# Start of DATA SUPPLIED

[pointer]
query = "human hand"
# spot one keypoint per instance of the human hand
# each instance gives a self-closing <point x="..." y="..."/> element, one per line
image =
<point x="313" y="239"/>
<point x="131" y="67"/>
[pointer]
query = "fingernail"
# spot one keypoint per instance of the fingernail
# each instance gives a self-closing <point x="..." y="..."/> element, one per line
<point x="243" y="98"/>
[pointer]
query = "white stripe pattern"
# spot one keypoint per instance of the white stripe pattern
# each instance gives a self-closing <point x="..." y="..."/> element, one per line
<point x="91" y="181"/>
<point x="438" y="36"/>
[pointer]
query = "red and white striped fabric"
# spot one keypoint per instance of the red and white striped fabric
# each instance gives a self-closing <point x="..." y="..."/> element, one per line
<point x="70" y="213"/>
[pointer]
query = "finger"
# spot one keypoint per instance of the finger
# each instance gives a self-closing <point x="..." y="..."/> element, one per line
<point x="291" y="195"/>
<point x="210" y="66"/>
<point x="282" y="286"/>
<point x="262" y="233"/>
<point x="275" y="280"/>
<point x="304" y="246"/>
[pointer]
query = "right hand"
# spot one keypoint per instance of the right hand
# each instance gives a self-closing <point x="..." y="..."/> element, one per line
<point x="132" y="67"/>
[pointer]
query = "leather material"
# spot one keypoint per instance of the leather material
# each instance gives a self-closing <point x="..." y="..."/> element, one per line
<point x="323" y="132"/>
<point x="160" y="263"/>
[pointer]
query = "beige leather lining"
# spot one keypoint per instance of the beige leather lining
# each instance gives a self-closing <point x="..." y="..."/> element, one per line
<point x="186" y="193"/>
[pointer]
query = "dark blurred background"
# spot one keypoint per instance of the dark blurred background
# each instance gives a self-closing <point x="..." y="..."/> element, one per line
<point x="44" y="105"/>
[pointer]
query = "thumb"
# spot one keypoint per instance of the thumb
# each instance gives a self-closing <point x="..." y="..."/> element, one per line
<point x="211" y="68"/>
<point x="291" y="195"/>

# End of DATA SUPPLIED

PROBLEM DETAILS – Copy all the records above exactly, missing none.

RESPONSE BELOW –
[pointer]
query = "human hand"
# spot one keypoint per instance of the human hand
# each instance gives a self-closing <point x="..." y="..."/> element, one per line
image =
<point x="313" y="239"/>
<point x="131" y="67"/>
[pointer]
query = "fingernail"
# spot one keypoint per instance of the fingernail
# each instance gives a self-closing <point x="..." y="..."/> element, one per line
<point x="243" y="98"/>
[pointer]
query = "white stripe pattern"
# spot one keypoint per instance of the white stripe pattern
# each instance gives a self-closing <point x="..." y="..."/> element, one per line
<point x="91" y="181"/>
<point x="438" y="36"/>
[pointer]
query = "red and white striped fabric"
# spot one keypoint per instance of the red and white striped fabric
# each instance gives a self-closing <point x="..." y="..."/> element, one per line
<point x="70" y="213"/>
[pointer]
query = "finger"
# spot one keypoint per instance of the finger
# each instance gives a self-closing <point x="..." y="..."/> element, one per line
<point x="291" y="195"/>
<point x="210" y="66"/>
<point x="282" y="286"/>
<point x="262" y="233"/>
<point x="275" y="280"/>
<point x="304" y="246"/>
[pointer]
query = "right hand"
# spot one keypoint per instance of the right hand
# each instance gives a self-closing <point x="..." y="..."/> element, one per line
<point x="132" y="67"/>
[pointer]
query = "leather material"
# spot one keypoint per instance of the leather material
# each instance gives a self-closing <point x="..." y="..."/> element, one per line
<point x="323" y="132"/>
<point x="160" y="263"/>
[pointer]
query = "beige leather lining"
# spot one keypoint per instance of the beige leather lining
# each instance gives a self-closing <point x="..." y="..."/> element, one per line
<point x="186" y="193"/>
[pointer]
query = "dark blurred background"
# spot one keypoint per instance of the dark blurred background
# each instance gives a self-closing <point x="..." y="..."/> element, one per line
<point x="44" y="105"/>
[pointer]
query = "thumb"
# spot one keypoint per instance of the thumb
# each instance gives a self-closing <point x="..." y="..."/> element, one per line
<point x="211" y="68"/>
<point x="291" y="195"/>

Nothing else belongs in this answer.